» **PAGE EXCERPT**:
With that said though, I believe they are both essential.
Just to note, there are groups out there that DO help with college counseling but for some kids, it's hard to access if it isn't on-site.
Moral to the story...I became a teacher.
I SPENT three hours at a budget retreat for my son's elementary school.
And then I went home and cried.
I mean, really, is this the best we can do? Even fewer resources and bigger classrooms while losing the staff necessary to hold the pieces together.
In a stealth attack, Seattle Public Schools eliminated its funding of a half-time counselor position in all elementary schools. In our school, gone too is the half-time math coach critical to teaching students in each of four split-grade classrooms. And there went the full-time librarian — we got funding for only half that position.
Right about now, the School Board is countering, hey wait, we gave you some "discretionary" dollars! You can choose to retain one of those three part-time positions.
Talk about a Sophie's Choice.
But there's more. We'll no longer have a full-time art teacher. They don't give us money to pay for the daily copying of math work sheets for every student, as mandated by the district's new math curriculum.
And here's the worst of all. With the elimination of staff positions, we won't have bodies to supervise kids during after-lunch recess. Instead, we'll hold them in the cafeteria for an extra 15 minutes, and then at the point where the sugar in their system ignites with claustrophobia, we'll shoo them back into their classrooms for the rest of the afternoon.
There is no race to the top here — it's more a free fall to the bottom.
I face the naked truth of these budget numbers with teachers who take on yet another cut with resignation. They've been through this — or something just as dire — many times before. It is to their enormous credit that they don't just walk out and refuse to return until the situation changes.
They remind me of that knight in the movie "Monty Python and the Holy Grail." The one who comes out raring for a fight and gets his arm chopped off. Blood spews from the shoulder, but he retains every bit of cockiness taunting his opponent to continue. And so it is with our teachers saying, "I can teach these kids! I can teach these kids!" Whack goes the other arm and still they keep coming back. We laugh while the legs are cut and blood is pouring from where every appendage once was.

» **DATA LISTING**:

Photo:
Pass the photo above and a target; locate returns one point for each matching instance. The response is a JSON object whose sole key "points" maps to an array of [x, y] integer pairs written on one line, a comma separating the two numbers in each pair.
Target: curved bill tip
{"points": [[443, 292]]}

--

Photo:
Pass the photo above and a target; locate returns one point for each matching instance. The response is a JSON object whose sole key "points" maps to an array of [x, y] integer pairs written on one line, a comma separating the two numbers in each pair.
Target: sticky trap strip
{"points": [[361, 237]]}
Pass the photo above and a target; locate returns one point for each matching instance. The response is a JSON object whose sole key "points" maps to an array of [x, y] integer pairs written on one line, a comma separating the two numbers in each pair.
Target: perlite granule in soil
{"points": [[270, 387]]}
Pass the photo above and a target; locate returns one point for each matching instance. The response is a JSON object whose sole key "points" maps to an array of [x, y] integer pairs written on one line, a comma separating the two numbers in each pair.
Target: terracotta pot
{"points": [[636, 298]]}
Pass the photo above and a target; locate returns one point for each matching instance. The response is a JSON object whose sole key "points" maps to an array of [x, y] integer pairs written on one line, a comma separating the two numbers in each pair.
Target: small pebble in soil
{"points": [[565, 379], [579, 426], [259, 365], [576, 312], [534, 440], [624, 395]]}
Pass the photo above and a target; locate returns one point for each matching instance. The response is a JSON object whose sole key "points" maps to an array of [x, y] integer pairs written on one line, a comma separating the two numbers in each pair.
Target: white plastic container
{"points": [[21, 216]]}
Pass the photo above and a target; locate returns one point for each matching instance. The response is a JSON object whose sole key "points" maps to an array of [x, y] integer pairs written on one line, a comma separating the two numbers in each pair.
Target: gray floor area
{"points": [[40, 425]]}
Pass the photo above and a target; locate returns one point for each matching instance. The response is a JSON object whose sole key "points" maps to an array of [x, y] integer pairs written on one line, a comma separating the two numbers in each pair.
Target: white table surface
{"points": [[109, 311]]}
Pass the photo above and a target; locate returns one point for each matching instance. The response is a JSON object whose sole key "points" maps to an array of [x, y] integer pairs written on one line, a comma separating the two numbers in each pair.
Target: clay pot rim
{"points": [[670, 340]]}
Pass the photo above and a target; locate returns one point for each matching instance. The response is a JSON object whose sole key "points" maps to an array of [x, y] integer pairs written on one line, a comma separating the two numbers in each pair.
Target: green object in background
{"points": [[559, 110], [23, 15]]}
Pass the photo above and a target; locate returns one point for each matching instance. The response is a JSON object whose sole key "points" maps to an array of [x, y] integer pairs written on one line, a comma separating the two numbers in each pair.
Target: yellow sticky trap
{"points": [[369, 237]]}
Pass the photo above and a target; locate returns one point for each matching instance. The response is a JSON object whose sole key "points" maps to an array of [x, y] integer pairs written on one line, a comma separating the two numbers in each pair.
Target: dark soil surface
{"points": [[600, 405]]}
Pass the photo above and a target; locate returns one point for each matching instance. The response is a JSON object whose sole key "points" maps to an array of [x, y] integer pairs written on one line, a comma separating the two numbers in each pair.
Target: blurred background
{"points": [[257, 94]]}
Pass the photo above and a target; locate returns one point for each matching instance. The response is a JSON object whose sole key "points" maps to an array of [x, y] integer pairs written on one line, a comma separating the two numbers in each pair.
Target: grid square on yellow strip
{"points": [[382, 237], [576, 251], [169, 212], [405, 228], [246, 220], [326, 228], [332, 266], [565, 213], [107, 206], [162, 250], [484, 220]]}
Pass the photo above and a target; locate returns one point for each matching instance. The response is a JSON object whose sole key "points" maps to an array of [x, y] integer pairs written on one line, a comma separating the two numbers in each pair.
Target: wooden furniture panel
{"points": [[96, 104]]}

» **PROBLEM DETAILS**:
Answer these from the school budget essay:
(a) How long did the writer spend at the budget retreat?
(b) What position did Seattle Public Schools stop funding in all elementary schools?
(c) How much extra time will students be held in the cafeteria after lunch?
The listing comes from a separate source, not from the school budget essay.

» **ANSWER TO THIS EXERCISE**:
(a) Three hours.
(b) A half-time counselor position.
(c) An extra 15 minutes.